[begin SELECTED EXTRACT]

Wednesday, October 07, 2009

Al Rowley - Embers EP

Hear The Track Here

First out of the review bag this month is a request from my Rebelriffs blog. Fellow Londoner Al Rowley is the artist, who kindly sent me a copy of his Embers EP to check out. Now considering that this artist cites musicians such as the Beatles, Stevie Wonder and Led Zep as his main inspirations, you would think it would go down well with a child of those times. Well regular readers will know better and the artists who tend to do well with me are the musicians who pay the respectful nod to the Golden Era but come up with music that is purely their own. After all, there are lots of copyists but very few who manage to transcend the whole retro thing. Moreover, when he states 'Al is currently looking for a publishing deal' it's fairly obvious that this is primarily a songwriter.

So, what about the songs?

[end SELECTED EXTRACT]

* OBJECTIVE
Resume the review of Al Rowley's Embers EP, picking up right after its last line.

[begin SUPPLIED DATA]

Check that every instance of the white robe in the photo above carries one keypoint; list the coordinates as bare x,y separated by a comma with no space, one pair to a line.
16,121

[end SUPPLIED DATA]

* EXPECTED OUTPUT
As you know, I'm a sucker for a good song, especially one based on any of the influences cited, and on that score Al Rowley certainly shows he knows what he's about. Embers, the first track on the EP, although acoustically performed definitely shows that it could grasp your ears. Essentially built around a couple of acoustic guitars, what sound like bongos and voices, Embers shows a laid back musical accompaniment from which the vocals stand out clearly and cleanly. As a song, however, I didn't really feel it carried enough impact for me, whereas Daylight (track 2) fits that bill perfectly; even though the instrumental lineup is pretty much the same. Very nice song indeed and yes, very Radiohead sounding...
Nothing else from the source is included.